[Coordinate annotation entries]
▬▬▬▬▬▬
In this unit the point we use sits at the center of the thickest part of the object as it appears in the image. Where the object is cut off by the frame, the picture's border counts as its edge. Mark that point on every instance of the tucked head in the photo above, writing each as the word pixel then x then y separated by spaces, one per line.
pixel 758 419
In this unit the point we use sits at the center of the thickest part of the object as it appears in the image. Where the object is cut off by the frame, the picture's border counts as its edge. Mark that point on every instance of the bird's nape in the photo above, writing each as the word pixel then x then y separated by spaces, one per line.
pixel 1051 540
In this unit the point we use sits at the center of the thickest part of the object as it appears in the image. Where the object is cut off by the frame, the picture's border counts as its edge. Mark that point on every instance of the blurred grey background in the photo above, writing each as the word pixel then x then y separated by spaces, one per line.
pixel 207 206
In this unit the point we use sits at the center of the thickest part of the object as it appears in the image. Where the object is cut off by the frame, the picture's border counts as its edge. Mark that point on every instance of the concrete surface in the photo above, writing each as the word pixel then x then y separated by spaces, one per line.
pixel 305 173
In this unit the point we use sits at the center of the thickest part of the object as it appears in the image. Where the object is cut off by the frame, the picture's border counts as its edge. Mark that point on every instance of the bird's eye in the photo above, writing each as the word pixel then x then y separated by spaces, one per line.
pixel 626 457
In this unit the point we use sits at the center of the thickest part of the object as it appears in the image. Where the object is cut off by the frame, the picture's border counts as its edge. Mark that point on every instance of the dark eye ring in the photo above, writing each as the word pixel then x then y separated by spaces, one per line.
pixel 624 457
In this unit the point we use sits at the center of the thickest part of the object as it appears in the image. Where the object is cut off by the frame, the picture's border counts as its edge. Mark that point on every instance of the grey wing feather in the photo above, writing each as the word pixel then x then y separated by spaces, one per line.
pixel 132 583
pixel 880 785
▬▬▬▬▬▬
WRITTEN PROBLEM:
Look above for the line containing "of the dark"; copy from it through the last line, exactly, and nothing more.

EXERCISE RESULT:
In this unit the point we use sits at the center of the thickest part of the object as it appears in the image. Where the object is cut off by the frame, the picture's border counts as its edge. Mark that point on every instance of the dark eye ring in the photo above, writing each as the word pixel then x then y separated by spaces, one per line.
pixel 624 457
In this unit the point we use sits at the center of the thickest part of the object as it appears in the image. Where the object is cut off by the frame, the picture's border counts as its edge. Mark that point on every instance of the grey wing feather in the photo above, writing each as the word pixel then x then y separated by spaces, one per line.
pixel 132 583
pixel 880 785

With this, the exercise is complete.